When $D \gg N$ (think images: $D = 10^6$ pixels, $N = 1000$ examples), $S$ is a $D\times D$ matrix — intractable to form, let alone eigendecompose.

But the eigenvalues of $\tilde X^\top\tilde X$ and $\tilde X\tilde X^\top$ are the same (up to zeros). The matrix $\tilde X\tilde X^\top$ is $N\times N$, often tractable:

$$\tilde X\tilde X^\top \mathbf{u}_i = \mu_i \mathbf{u}_i, \qquad \mathbf{v}_i = \tilde X^\top\mathbf{u}_i / \|\tilde X^\top\mathbf{u}_i\|.$$

So you can recover the principal directions $\mathbf{v}_i$ in $\mathbb{R}^D$ by eigendecomposing the $N\times N$ Gram matrix and then projecting back through $\tilde X^\top$. This is the foundation of kernel PCA, where $\tilde X\tilde X^\top$ is replaced by the kernel matrix.

◇ ◇ ◇ ◇ ◇

Print the portion of the PCA Gram-matrix passage verbatim, starting with "When $D \gg" and going on through "the kernel matrix.".

(Dataset items)
◇ ◇ ◇ ◇ ◇

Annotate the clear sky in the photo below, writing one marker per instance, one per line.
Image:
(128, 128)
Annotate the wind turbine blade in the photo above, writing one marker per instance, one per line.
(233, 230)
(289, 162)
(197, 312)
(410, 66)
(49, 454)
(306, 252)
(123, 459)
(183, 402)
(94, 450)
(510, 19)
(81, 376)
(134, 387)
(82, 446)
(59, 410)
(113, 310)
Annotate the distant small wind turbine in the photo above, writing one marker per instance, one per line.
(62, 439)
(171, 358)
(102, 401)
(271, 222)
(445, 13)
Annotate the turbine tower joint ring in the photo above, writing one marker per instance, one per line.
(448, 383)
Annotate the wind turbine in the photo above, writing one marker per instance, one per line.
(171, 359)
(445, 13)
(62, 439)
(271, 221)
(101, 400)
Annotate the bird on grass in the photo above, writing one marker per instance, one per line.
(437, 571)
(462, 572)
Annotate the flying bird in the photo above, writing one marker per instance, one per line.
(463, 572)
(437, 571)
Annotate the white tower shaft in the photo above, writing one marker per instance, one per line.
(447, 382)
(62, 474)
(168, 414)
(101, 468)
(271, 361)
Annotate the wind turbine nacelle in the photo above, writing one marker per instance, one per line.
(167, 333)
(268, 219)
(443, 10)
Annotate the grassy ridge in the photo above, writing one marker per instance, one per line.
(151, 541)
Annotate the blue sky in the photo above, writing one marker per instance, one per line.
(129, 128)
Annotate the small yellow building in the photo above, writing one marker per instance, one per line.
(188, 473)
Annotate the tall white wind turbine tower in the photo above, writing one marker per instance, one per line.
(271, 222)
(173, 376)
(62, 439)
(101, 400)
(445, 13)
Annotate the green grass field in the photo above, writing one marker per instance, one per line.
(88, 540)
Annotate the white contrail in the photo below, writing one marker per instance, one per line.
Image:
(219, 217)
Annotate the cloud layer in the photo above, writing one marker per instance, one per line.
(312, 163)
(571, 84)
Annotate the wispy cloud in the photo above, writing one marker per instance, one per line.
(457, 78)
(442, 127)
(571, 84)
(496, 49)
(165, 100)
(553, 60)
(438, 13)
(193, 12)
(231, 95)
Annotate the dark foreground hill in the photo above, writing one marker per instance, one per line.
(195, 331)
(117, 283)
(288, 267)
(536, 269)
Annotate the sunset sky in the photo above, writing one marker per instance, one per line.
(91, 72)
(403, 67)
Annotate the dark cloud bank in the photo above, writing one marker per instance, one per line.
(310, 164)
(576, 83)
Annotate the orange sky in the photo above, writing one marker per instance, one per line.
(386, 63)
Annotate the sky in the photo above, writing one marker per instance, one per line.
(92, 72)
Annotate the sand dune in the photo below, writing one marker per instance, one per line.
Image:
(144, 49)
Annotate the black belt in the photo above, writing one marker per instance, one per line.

◇ ◇ ◇ ◇ ◇

» Solution:
When $D \gg N$ (think images: $D = 10^6$ pixels, $N = 1000$ examples), $S$ is a $D\times D$ matrix — intractable to form, let alone eigendecompose.

But the eigenvalues of $\tilde X^\top\tilde X$ and $\tilde X\tilde X^\top$ are the same (up to zeros). The matrix $\tilde X\tilde X^\top$ is $N\times N$, often tractable:

$$\tilde X\tilde X^\top \mathbf{u}_i = \mu_i \mathbf{u}_i, \qquad \mathbf{v}_i = \tilde X^\top\mathbf{u}_i / \|\tilde X^\top\mathbf{u}_i\|.$$

So you can recover the principal directions $\mathbf{v}_i$ in $\mathbb{R}^D$ by eigendecomposing the $N\times N$ Gram matrix and then projecting back through $\tilde X^\top$. This is the foundation of kernel PCA, where $\tilde X\tilde X^\top$ is replaced by the kernel matrix.